→ **TEXTE DE L'ARTICLE**
---+---

DEPUIS QUE L’ADJECTIF QUALIFIANT LUNE DES PLUS CÉLÈBRES FAMILLES OLFACTIVES EST ACCUSÉ DE DISCRIMINATION AUX ÉTATS-UNIS, LA POLÉMIQUE SÉMANTIQUE FAIT RAGE DANS L’INDUSTRIE DU SENT-BON.

Laurence Férat

Tout a commencé l’été dernier, à la suite d’un article de Harper’s Bazaar : “Pourquoi continuons-nous à qualifier certains parfums d’orientaux ? ” Interrogée, la spécialiste Tania Sanchez répondait non sans polémique : “Orient vient d’un mot qui signifie “est”. La question est : l’est d’où ? En l’occurrence, de la France, où le genre du parfum est né. Cet orient vague, toujours exotisé, mystérieux, comprend l’Iran persan des tapis, le Taj Mahal de Shalimar, et ce qu’on appelle parfois l’extrême orient.” Jugeant le terme “confus et eurocentrique”, elle poursuivait son argumentaire sur la question de l’image publicitaire : “Les européens ont historiquement fétichisé et sexualisé les personnes et mes cultures asiatiques, et le marketing des parfums a malheureusement souvent joué le jeu de ce fantasme néfaste.”

---+---

→ **DONNÉES FOURNIES**
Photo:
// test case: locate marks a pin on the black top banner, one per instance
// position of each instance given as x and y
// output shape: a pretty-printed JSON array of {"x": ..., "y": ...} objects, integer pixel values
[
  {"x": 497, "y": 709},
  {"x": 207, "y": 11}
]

---+---

→ **CONSIGNES**
1. D'après l'article sur les parfums dits orientaux, dans quel magazine est paru l'article à l'origine de la polémique ?
2. Modifiez tout le passage de l'article sur les parfums dits orientaux depuis « DEPUIS QUE L’ADJECTIF » jusqu'à « L’INDUSTRIE DU SENT-BON. », en mettant « RACISME » à la place de « DISCRIMINATION ».
3. Poursuivez l'article sur les parfums dits orientaux à partir de l'endroit où il s'arrête.
Les entrées ne jouent aucun rôle dans ce travail.

→ **RÉPONSES**
1. Harper’s Bazaar.

2.
DEPUIS QUE L’ADJECTIF QUALIFIANT LUNE DES PLUS CÉLÈBRES FAMILLES OLFACTIVES EST ACCUSÉ DE RACISME AUX ÉTATS-UNIS, LA POLÉMIQUE SÉMANTIQUE FAIT RAGE DANS L’INDUSTRIE DU SENT-BON.

3.
Si, depuis la tour Eiffel, on peut s’étonner de l’association unilatérale d’Oriental à l’Asie, l’adjectif ravive des relents d’un passé discriminatoire dans la culture américaine. Dans ce pays qui autorise le recensement en séparant les origines, “oriental” était en effet usité de façon informelle jusqu’aux années 1960 pour désigner les communautés ayant un ancêtre asiatique, au même titre que “yellow” ou “asiatic”.

Un terme générique utilisé depuis plus de cinquante ans
L’histoire aurait pu s’arrêter là si l’australien Michael Edwards, auteur de Fragrances of the world (une classification mondiale des nouveautés sur laquelle se basent nombre de sociétés), n’avait déclaré dans la foulée : “Le temps est venu de remplacer le terme obsolète “oriental” par un mot plus inclusif”, qualifiant ainsi d'”ambrés” les parfums concernés. Une démarche suivie par la Fragrance Foundation USA, organisme chargé de la promotion des marques…et, le marché étant globalisé, par la majorité des fournisseurs d’ingrédients, qui ont changé de vocabulaire.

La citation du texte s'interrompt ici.